Copy the records verbatim from the line with "Trace the outline of every instance of the man's bare" through the end of the records, leaving the pictures out of your answer.

◆ **DATA FOR THE TASK**
%%
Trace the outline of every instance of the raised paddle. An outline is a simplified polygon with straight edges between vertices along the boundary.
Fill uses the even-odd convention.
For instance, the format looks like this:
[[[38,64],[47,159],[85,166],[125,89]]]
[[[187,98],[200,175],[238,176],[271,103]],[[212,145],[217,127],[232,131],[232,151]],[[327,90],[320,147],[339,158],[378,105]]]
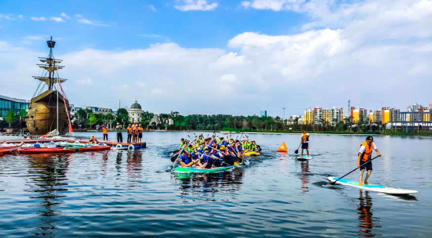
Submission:
[[[195,137],[195,139],[196,139],[196,138],[197,138],[197,137]],[[187,148],[187,147],[189,146],[189,145],[190,144],[191,144],[191,143],[192,143],[192,142],[191,142],[190,143],[189,143],[189,144],[188,144],[187,146],[186,146],[186,147]],[[171,158],[171,162],[174,162],[174,161],[175,161],[178,158],[178,157],[180,157],[180,155],[181,154],[181,151],[183,150],[183,149],[182,148],[182,149],[181,149],[181,150],[180,150],[180,152],[178,153],[178,156],[173,156],[173,157]]]
[[[373,160],[376,159],[376,158],[378,158],[378,157],[379,157],[379,155],[377,155],[376,156],[375,156],[375,158],[374,158],[373,159],[372,159],[369,160],[369,161],[367,161],[367,162],[366,162],[366,163],[363,164],[362,165],[364,165],[365,164],[367,164],[368,163],[369,163],[369,162],[372,161],[372,160]],[[353,169],[353,170],[351,170],[351,172],[350,172],[349,173],[348,173],[346,174],[345,175],[344,175],[343,176],[341,177],[341,178],[339,178],[339,179],[338,179],[338,180],[336,180],[336,181],[335,181],[335,182],[332,182],[332,183],[330,183],[330,184],[332,185],[335,185],[335,184],[336,184],[336,182],[338,182],[340,179],[342,179],[342,178],[344,178],[344,177],[346,176],[346,175],[348,175],[348,174],[349,174],[352,173],[353,172],[356,171],[356,170],[357,170],[357,169],[358,169],[358,168],[356,168]]]
[[[300,143],[300,145],[302,145],[302,143]],[[299,148],[297,148],[297,149],[296,149],[296,151],[294,151],[294,153],[295,153],[296,154],[299,153],[299,149],[300,148],[300,145],[299,145]]]

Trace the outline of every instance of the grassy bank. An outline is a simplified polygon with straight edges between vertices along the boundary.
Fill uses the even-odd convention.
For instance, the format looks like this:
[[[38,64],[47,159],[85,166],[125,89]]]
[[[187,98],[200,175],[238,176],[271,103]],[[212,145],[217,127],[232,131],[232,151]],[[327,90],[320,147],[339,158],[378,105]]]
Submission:
[[[248,132],[255,133],[283,133],[283,134],[298,134],[302,133],[301,131],[259,131],[257,130],[245,129],[245,130],[223,130],[225,132],[244,132],[247,133]],[[375,131],[375,132],[307,132],[315,134],[331,134],[331,135],[391,135],[391,136],[432,136],[431,133],[410,133],[404,132],[402,133],[400,131],[394,132],[394,131],[391,130],[385,130],[383,131]]]

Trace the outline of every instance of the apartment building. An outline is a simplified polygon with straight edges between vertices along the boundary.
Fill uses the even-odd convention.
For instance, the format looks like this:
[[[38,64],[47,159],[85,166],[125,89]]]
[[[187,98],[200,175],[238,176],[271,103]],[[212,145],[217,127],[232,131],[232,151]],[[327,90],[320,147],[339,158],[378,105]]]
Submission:
[[[321,107],[309,108],[304,110],[303,124],[318,125],[321,120],[327,121],[335,125],[340,121],[344,121],[344,108],[323,109]]]

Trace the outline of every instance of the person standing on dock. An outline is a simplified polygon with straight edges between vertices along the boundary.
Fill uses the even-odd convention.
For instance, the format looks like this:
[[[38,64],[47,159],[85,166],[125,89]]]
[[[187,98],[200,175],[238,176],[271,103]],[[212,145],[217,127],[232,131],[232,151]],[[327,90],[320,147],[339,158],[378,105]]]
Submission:
[[[132,126],[132,143],[136,143],[138,141],[138,125]]]
[[[130,143],[130,141],[132,140],[132,127],[130,126],[131,125],[129,124],[129,126],[126,128],[126,130],[128,130],[128,143]]]
[[[117,132],[117,142],[119,143],[123,143],[123,136],[122,135],[122,125],[120,123],[117,122],[117,126],[116,127],[116,131]]]
[[[105,125],[102,126],[102,132],[103,133],[103,140],[105,142],[108,141],[108,129],[106,128],[106,126]],[[106,140],[105,141],[105,138],[106,137]]]
[[[90,143],[95,143],[96,142],[99,142],[97,140],[94,138],[94,135],[92,135],[90,137],[90,141],[89,142]]]
[[[364,185],[365,184],[370,184],[367,182],[367,180],[371,173],[372,172],[372,161],[368,162],[366,164],[367,162],[370,161],[371,157],[372,155],[372,151],[375,150],[377,152],[377,155],[379,156],[381,156],[381,154],[377,148],[377,146],[375,143],[372,143],[374,141],[374,138],[369,136],[366,138],[366,141],[360,144],[360,151],[358,152],[358,160],[357,163],[357,167],[360,168],[360,182],[358,184],[360,185]],[[367,171],[367,173],[366,175],[366,178],[364,178],[364,182],[362,182],[363,173],[364,172],[364,170]]]
[[[307,157],[309,157],[309,133],[306,132],[305,130],[303,130],[303,134],[302,134],[302,155],[300,157],[303,157],[303,149],[306,149],[306,153],[307,154]],[[298,151],[297,151],[298,152]]]
[[[142,139],[142,131],[143,130],[142,127],[141,127],[141,124],[139,124],[139,127],[138,128],[138,142],[140,143],[142,143],[141,140]]]

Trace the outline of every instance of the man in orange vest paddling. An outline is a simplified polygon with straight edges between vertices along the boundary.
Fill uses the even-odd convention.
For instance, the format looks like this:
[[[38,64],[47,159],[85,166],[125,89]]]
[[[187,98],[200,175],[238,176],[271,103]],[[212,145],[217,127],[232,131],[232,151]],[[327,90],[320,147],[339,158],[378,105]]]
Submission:
[[[309,133],[306,132],[305,130],[303,130],[303,134],[302,134],[302,155],[301,157],[303,157],[303,149],[306,149],[306,153],[307,154],[307,157],[309,157]],[[298,152],[298,151],[297,151]]]
[[[357,167],[359,168],[360,170],[360,182],[358,183],[358,184],[360,185],[370,184],[367,182],[367,180],[369,176],[370,176],[371,173],[372,172],[372,162],[369,162],[366,164],[363,164],[371,160],[372,151],[375,150],[379,156],[381,156],[381,154],[380,153],[380,151],[377,148],[375,143],[372,143],[373,141],[374,138],[369,136],[366,138],[366,142],[360,144],[360,151],[358,153],[358,161],[357,163]],[[368,172],[366,175],[366,178],[364,178],[364,182],[362,182],[363,173],[364,172],[365,169]]]

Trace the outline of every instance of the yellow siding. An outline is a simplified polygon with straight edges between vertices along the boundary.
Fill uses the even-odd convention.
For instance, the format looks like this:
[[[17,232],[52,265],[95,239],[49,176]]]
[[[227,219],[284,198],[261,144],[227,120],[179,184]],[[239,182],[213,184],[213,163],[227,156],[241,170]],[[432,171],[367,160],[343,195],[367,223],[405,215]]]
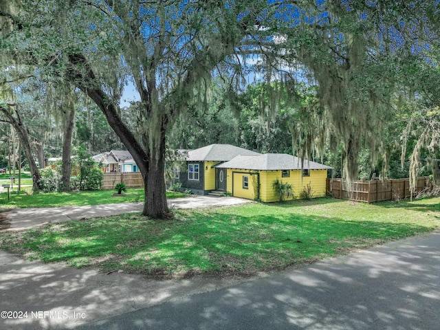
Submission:
[[[247,199],[254,199],[254,180],[252,179],[252,178],[255,175],[252,175],[249,172],[245,173],[242,172],[245,171],[240,170],[239,172],[232,172],[232,175],[233,175],[232,178],[234,181],[234,196],[236,197],[245,198]],[[248,177],[248,189],[243,188],[243,177]]]
[[[219,164],[219,162],[205,162],[205,190],[215,190],[215,168],[211,168],[212,166]],[[208,167],[208,169],[206,169]]]
[[[228,168],[226,173],[228,177],[226,178],[226,191],[232,193],[232,168]]]
[[[310,170],[310,176],[303,177],[302,179],[300,170],[291,170],[290,177],[282,177],[280,170],[261,171],[260,174],[261,184],[260,198],[261,201],[265,202],[278,201],[278,197],[272,188],[272,182],[276,179],[292,184],[294,194],[296,198],[299,198],[301,190],[309,183],[311,186],[314,197],[321,197],[325,196],[325,179],[327,177],[327,170]]]

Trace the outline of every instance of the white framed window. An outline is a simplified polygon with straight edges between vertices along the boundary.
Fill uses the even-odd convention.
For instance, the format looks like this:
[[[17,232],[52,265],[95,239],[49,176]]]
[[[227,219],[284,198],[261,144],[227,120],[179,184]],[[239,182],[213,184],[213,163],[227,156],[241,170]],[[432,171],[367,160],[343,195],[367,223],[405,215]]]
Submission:
[[[248,176],[243,177],[243,188],[249,189],[249,177]]]
[[[199,164],[188,164],[188,179],[199,181]]]

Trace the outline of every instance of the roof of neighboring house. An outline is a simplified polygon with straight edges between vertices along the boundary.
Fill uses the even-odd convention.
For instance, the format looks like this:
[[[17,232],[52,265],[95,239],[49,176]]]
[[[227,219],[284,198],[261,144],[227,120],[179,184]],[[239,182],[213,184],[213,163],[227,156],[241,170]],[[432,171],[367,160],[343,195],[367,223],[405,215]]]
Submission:
[[[231,144],[215,144],[204,146],[203,148],[199,148],[198,149],[188,151],[186,160],[190,162],[227,162],[239,155],[256,156],[260,154]]]
[[[133,163],[135,161],[131,154],[126,150],[111,150],[108,153],[102,153],[93,156],[94,160],[104,164]]]
[[[239,168],[256,170],[299,170],[301,160],[286,153],[265,153],[256,156],[238,155],[229,162],[213,167],[219,168]],[[309,170],[327,170],[332,167],[323,164],[305,160],[302,168]]]

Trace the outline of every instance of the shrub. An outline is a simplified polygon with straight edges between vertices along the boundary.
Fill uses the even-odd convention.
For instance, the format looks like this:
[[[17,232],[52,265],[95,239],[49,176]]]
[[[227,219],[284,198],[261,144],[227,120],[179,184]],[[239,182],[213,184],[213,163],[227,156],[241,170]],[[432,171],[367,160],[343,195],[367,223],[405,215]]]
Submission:
[[[276,179],[272,182],[272,188],[280,201],[284,201],[288,198],[294,198],[294,189],[292,184]]]
[[[118,194],[121,195],[122,192],[125,192],[126,191],[126,186],[123,182],[120,182],[119,184],[116,184],[115,186],[115,190],[118,190]]]
[[[302,187],[302,190],[300,192],[300,197],[302,199],[311,199],[314,194],[315,192],[309,182],[305,187]]]
[[[182,188],[182,182],[176,182],[171,187],[172,191],[180,191],[180,188]]]
[[[84,188],[85,190],[98,190],[101,188],[101,184],[104,174],[99,168],[91,168],[87,171],[84,178]]]
[[[40,183],[44,192],[56,191],[60,185],[60,176],[58,172],[50,167],[40,170]]]
[[[101,188],[101,184],[104,174],[99,168],[91,168],[85,170],[82,176],[72,177],[70,187],[78,190],[98,190]]]

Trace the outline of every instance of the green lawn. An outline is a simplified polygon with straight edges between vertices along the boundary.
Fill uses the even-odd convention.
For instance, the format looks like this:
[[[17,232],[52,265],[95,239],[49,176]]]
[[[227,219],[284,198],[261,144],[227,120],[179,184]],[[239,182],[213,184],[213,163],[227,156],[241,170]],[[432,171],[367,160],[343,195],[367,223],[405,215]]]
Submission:
[[[440,198],[375,204],[333,199],[175,210],[0,233],[0,248],[44,262],[155,276],[255,274],[346,254],[440,225]]]
[[[11,174],[9,174],[9,172],[6,172],[6,173],[1,173],[0,174],[0,180],[9,179],[10,177],[13,177],[13,176],[14,176],[14,173],[11,173]],[[32,177],[30,175],[30,174],[28,173],[21,173],[21,179],[32,179]],[[19,173],[15,172],[15,180],[18,181],[18,179],[19,179]]]
[[[15,188],[15,185],[14,186]],[[0,209],[10,208],[48,208],[78,206],[111,203],[128,203],[144,201],[143,188],[127,188],[124,196],[113,197],[116,190],[91,190],[70,192],[41,192],[32,195],[30,191],[12,192],[9,202],[6,192],[0,194]],[[167,198],[187,196],[180,192],[166,192]]]

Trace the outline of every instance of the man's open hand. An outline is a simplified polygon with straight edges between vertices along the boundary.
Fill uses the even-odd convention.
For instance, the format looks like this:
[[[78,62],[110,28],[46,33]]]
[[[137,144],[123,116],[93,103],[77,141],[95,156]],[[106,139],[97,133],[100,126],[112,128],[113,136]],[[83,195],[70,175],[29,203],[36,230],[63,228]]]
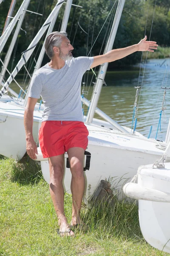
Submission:
[[[38,154],[37,145],[33,139],[26,140],[26,151],[31,158],[37,159],[35,154]]]
[[[154,41],[147,41],[147,37],[141,40],[139,43],[138,43],[138,51],[140,52],[144,52],[148,51],[148,52],[154,52],[154,50],[156,50],[158,46],[156,44],[156,42]]]

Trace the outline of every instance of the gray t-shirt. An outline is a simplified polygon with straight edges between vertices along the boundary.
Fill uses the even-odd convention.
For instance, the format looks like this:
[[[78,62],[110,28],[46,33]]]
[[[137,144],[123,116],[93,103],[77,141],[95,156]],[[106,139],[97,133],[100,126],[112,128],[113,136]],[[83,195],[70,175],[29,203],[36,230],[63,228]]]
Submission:
[[[45,106],[42,121],[83,122],[81,84],[93,59],[73,58],[66,61],[60,69],[51,68],[47,64],[35,72],[28,96],[39,99],[41,96]]]

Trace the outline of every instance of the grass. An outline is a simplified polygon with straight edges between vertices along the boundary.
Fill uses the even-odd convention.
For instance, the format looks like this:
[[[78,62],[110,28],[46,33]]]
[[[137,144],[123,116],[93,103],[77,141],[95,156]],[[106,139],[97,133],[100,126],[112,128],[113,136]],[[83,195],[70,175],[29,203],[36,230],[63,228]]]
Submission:
[[[147,54],[146,52],[144,52],[143,53],[143,59],[146,58]],[[170,54],[170,47],[162,47],[159,46],[158,49],[154,52],[148,52],[147,54],[147,58],[169,58]]]
[[[69,222],[71,195],[65,194]],[[17,163],[0,158],[0,255],[3,256],[165,256],[141,233],[135,202],[119,201],[114,208],[82,204],[88,230],[60,237],[56,214],[40,166],[26,157]]]

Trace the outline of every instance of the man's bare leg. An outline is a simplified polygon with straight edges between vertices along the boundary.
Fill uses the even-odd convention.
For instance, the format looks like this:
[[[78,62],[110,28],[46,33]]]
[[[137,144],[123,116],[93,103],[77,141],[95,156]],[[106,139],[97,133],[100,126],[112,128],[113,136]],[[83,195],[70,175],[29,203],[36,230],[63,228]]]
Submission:
[[[71,225],[75,226],[81,222],[80,213],[85,186],[83,172],[85,151],[81,148],[71,148],[67,153],[72,174],[71,191],[73,205]]]
[[[64,188],[62,180],[64,174],[64,154],[49,157],[50,195],[57,214],[60,230],[65,232],[69,230],[69,225],[64,214]],[[72,231],[68,233],[68,236],[73,236]]]

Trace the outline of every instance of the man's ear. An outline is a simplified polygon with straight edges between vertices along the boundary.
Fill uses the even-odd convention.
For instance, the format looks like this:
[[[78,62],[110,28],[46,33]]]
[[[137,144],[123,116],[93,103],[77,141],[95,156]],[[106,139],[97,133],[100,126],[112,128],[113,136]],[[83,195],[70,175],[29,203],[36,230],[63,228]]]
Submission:
[[[53,47],[53,51],[54,53],[60,53],[60,49],[58,47],[57,47],[57,46],[54,46]]]

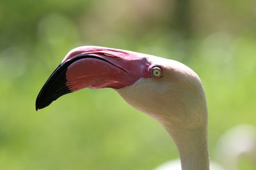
%%
◆ **FULL RESPONSE**
Trace the outline of every instance of the man's bare leg. An outline is a simplified polygon with straight edges between vertices along the boundary.
Fill uses the even-odd convention.
For instance, the format looks like this:
[[[78,62],[110,28],[46,33]]]
[[[137,144],[123,116],[93,103],[77,141],[95,156]],[[106,139],[97,133],[100,126],[112,128],[113,136]],[[83,195],[70,175],[29,203],[36,230],[63,228]]]
Submission:
[[[71,225],[75,226],[81,222],[80,213],[85,186],[83,172],[85,151],[81,148],[71,148],[67,153],[72,174],[71,191],[73,205]]]
[[[64,188],[62,180],[64,174],[64,154],[49,157],[50,195],[57,214],[60,230],[65,232],[69,230],[69,225],[64,214]],[[72,231],[68,233],[68,236],[73,236]]]

Trace the outline of every instance of the man's ear. An outline is a simplified polygon with straight edges between vertices along the boundary.
Fill uses the even-odd convention.
For instance, the format looks like this:
[[[78,62],[110,28],[46,33]]]
[[[137,144],[123,116],[93,103],[77,141],[95,156]],[[106,139],[97,133],[100,126],[112,128],[113,136]],[[83,195],[70,175],[29,203],[36,230],[63,228]]]
Submission:
[[[53,47],[53,51],[54,53],[60,53],[60,49],[58,47],[57,47],[57,46],[54,46]]]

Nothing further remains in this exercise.